Start of PASSAGE SHOWN

In order to solve this, you need to solve the linear equation $(X X^T)w = XY$ which can be done by one of a large number of algorithms, starting with Gaussian elimination, which you’ve probably learned in your undergrad studies, or the conjugate gradient algorithm, or by first computing a Cholesky decomposition. All of these algorithms have in common that they are iterative. They go through a number of operations, for example $O(d^3)$ for the Gaussian elimination case. They also need to store intermediate results. Gaussian elimination and Cholesky decomposition have rather elementary operations acting on individual entries, while the conjugate gradient algorithm performs a matrix-vector multiplication in each iteration.

Most importantly, these algorithms can only be expressed very badly in SQL! It’s certainly not impossible, but you’d need to store your data in much different ways than you would in idiomatic database usage.

So it’s not about whether or not your framework can support iterative algorithms without significant latency, it’s about understanding that joins, group bys, and count() won’t get you far, but you need scalar products, matrix-vector and matrix-matrix multiplications. You don’t need indices for most ML algorithms, maybe except for being able to quickly find the k-nearest neighbors, because most algorithms tend to either take in the whole data set in each iteration or otherwise stream the whole set by some model which is iteratively updated like in stochastic gradient descent. I’m not sure project like Spark or Stratosphere have fully grasped the significance of this yet.

Database infrastructure-inspired Big Data has it’s place when it comes to extracting and preprocessing data, but eventually, you move from database land to machine learning land, which invariably means linear algebra land (or probability theory land, which often also reduces to linear algebra like computations). What often happens today is that you either painstakingly have to break down your linear algebra into MapReduce jobs, or you actively look for algorithms which fit the database view better.

End of PASSAGE SHOWN

## REQUEST
In the passage on machine learning and database infrastructure, what does the conjugate gradient algorithm perform in each iteration?

Start of RECORDS SUPPLIED

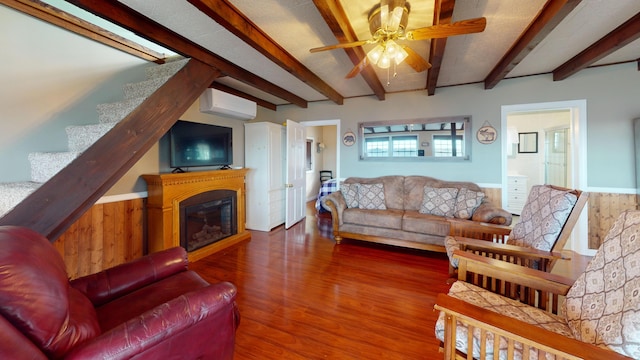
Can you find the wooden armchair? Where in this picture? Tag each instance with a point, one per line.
(536, 241)
(542, 314)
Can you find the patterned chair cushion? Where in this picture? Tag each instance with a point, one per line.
(350, 193)
(439, 201)
(450, 245)
(603, 305)
(467, 202)
(543, 216)
(371, 197)
(496, 303)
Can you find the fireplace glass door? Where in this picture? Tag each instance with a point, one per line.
(207, 218)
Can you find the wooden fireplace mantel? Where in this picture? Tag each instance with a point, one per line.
(166, 191)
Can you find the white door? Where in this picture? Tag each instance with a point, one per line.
(295, 174)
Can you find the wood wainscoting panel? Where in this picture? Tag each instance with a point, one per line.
(604, 209)
(106, 235)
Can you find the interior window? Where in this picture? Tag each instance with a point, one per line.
(441, 139)
(443, 145)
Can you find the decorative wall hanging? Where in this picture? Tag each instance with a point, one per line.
(486, 134)
(349, 138)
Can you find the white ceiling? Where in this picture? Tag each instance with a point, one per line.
(297, 26)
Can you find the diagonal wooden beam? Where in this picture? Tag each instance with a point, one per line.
(443, 12)
(124, 16)
(337, 20)
(618, 38)
(225, 14)
(59, 202)
(547, 19)
(74, 24)
(265, 104)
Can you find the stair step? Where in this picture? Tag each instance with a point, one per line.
(167, 69)
(114, 112)
(44, 165)
(11, 194)
(143, 89)
(82, 136)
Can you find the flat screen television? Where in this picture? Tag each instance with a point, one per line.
(194, 144)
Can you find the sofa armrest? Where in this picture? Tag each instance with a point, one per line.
(165, 324)
(492, 214)
(106, 285)
(336, 203)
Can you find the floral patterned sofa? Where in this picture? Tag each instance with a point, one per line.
(408, 211)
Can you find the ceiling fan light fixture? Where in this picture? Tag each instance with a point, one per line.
(375, 54)
(384, 62)
(400, 55)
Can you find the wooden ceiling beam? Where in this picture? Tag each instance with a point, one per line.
(124, 16)
(76, 25)
(225, 14)
(547, 19)
(337, 20)
(232, 91)
(443, 12)
(615, 40)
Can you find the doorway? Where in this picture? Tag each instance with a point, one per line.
(576, 111)
(329, 152)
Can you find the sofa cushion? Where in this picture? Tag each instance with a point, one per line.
(378, 218)
(439, 201)
(350, 193)
(414, 187)
(371, 197)
(53, 315)
(467, 202)
(603, 305)
(502, 305)
(425, 224)
(393, 188)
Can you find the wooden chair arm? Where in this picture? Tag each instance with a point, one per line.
(506, 249)
(512, 329)
(502, 270)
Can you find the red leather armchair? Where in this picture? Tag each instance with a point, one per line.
(151, 308)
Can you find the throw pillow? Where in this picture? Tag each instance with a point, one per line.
(350, 193)
(467, 202)
(603, 305)
(371, 197)
(439, 201)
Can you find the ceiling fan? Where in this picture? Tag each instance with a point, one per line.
(388, 24)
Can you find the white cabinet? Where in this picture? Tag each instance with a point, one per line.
(264, 156)
(516, 193)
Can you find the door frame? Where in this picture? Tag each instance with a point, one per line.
(578, 113)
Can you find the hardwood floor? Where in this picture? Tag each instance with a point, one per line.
(303, 297)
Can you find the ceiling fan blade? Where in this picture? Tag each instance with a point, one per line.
(463, 27)
(384, 15)
(417, 62)
(395, 18)
(358, 68)
(340, 46)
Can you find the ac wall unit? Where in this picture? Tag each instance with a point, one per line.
(213, 101)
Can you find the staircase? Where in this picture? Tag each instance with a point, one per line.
(45, 165)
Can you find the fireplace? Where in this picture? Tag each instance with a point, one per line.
(207, 218)
(207, 205)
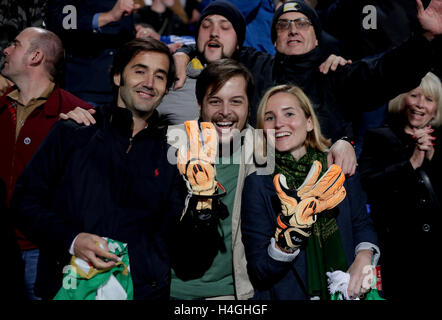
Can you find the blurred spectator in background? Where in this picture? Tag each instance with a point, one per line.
(91, 32)
(400, 169)
(27, 112)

End of RECORDS SUPPLIED

## SOLUTION TO THIS EXERCISE
A matrix-vector multiplication.